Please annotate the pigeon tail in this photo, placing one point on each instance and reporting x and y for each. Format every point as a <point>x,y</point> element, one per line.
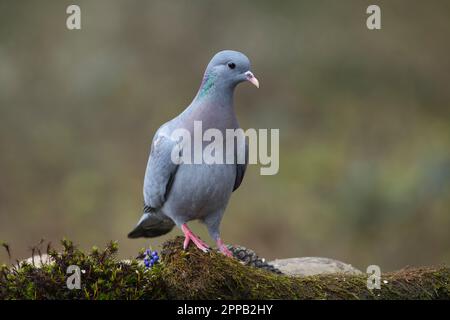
<point>152,225</point>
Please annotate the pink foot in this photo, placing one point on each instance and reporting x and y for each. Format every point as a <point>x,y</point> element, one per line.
<point>189,235</point>
<point>223,248</point>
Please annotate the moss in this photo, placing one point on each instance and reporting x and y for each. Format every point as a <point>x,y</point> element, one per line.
<point>193,274</point>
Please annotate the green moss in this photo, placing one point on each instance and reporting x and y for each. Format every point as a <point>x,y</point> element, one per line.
<point>193,274</point>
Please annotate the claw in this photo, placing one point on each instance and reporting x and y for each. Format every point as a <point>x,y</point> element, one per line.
<point>189,235</point>
<point>223,248</point>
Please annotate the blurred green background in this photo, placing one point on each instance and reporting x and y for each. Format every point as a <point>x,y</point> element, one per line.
<point>364,119</point>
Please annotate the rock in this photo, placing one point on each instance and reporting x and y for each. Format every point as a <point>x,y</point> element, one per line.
<point>308,266</point>
<point>248,257</point>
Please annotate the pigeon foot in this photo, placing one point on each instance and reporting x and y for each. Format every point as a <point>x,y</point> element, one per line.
<point>189,235</point>
<point>223,248</point>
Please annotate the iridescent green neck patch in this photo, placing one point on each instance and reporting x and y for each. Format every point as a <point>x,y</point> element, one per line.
<point>207,84</point>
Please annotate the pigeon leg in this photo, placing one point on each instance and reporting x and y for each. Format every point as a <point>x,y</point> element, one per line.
<point>189,235</point>
<point>223,248</point>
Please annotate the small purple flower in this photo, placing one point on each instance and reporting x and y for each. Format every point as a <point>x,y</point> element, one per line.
<point>151,258</point>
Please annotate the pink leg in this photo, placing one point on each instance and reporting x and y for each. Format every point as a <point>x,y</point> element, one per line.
<point>189,235</point>
<point>223,248</point>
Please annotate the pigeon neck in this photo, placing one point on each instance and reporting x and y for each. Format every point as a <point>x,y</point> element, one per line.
<point>213,91</point>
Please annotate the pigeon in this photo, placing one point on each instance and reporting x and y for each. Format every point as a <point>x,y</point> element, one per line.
<point>176,193</point>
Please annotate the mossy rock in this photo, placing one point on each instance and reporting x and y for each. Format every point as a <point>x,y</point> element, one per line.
<point>192,274</point>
━━━━━━━━━━
*SCHRIFTLICHE AUFGABE*. Wandeln Sie sämtliche obigen Zeilen in eine JSON-Liste von Zeichenketten um, je eine Zeichenkette pro Zeile und ohne Leerzeilen. Die Bilder nehmen Sie dabei nicht in die Antwort auf.

*LÖSUNG DER AUFGABE*.
[
  "Please annotate the pigeon tail in this photo, placing one point on each instance and reporting x and y for each. Format every point as a <point>x,y</point> element, one per line.",
  "<point>152,225</point>",
  "Please annotate the pink foot in this photo, placing one point on each instance and reporting x and y for each. Format every point as a <point>x,y</point> element, one per line.",
  "<point>189,235</point>",
  "<point>223,248</point>",
  "Please annotate the moss in this photo, placing one point on each instance and reporting x and y for each. Format every point as a <point>x,y</point> element, one per line.",
  "<point>193,274</point>",
  "Please annotate the green moss in this photo, placing one point on each instance and reporting x and y for each. Format every point as a <point>x,y</point> element, one per line.",
  "<point>193,274</point>",
  "Please annotate the claw in this photo, placing one point on each instance and reporting x and y for each. Format every point as a <point>x,y</point> element, one per line.",
  "<point>189,235</point>",
  "<point>223,248</point>",
  "Please annotate the blurred green background in this photo, placing one point on each instance and reporting x and y for each. Format every point as a <point>x,y</point> element, one per line.",
  "<point>364,119</point>",
  "Please annotate the rock in this photo, placing one point on each instance and reporting x and y for each. Format every point as a <point>x,y</point> element, one per line.",
  "<point>308,266</point>",
  "<point>248,257</point>",
  "Please annotate the pigeon foot in this photo, placing one point on each instance and reporting x and y for each. Format every point as a <point>x,y</point> element, one per line.",
  "<point>189,235</point>",
  "<point>223,248</point>",
  "Please annotate the iridescent green neck patch in this photo, placing one point on each instance and reporting x and y for each. Format every point as a <point>x,y</point> element, one per line.",
  "<point>207,84</point>",
  "Please annotate the pigeon leg in this photo, placing one point on each instance and reporting x and y for each. Format every point as a <point>x,y</point> element, one per line.",
  "<point>189,235</point>",
  "<point>223,248</point>",
  "Please annotate the small purple flower in this photo, placing one point on each instance and reporting x and y for each. Format every point as a <point>x,y</point> element, one per line.",
  "<point>151,258</point>",
  "Please annotate the pink leg in this photo, placing one point on each instance and reporting x and y for each. Format every point as a <point>x,y</point> element, one per line.",
  "<point>189,235</point>",
  "<point>223,248</point>",
  "Please annotate the pigeon neck in this photo, placing one point on each instance and reporting x and y for each. Format every point as a <point>x,y</point> element, one per line.",
  "<point>213,91</point>",
  "Please annotate the pigeon in this photo, placing one point on each instance and reporting x and y for each. Format every point as a <point>x,y</point> element, one per line.",
  "<point>176,193</point>",
  "Please annotate the mossy rock in this photo, placing one point on each instance and reporting x and y for each. Format every point as a <point>x,y</point> element, one per line.",
  "<point>192,274</point>"
]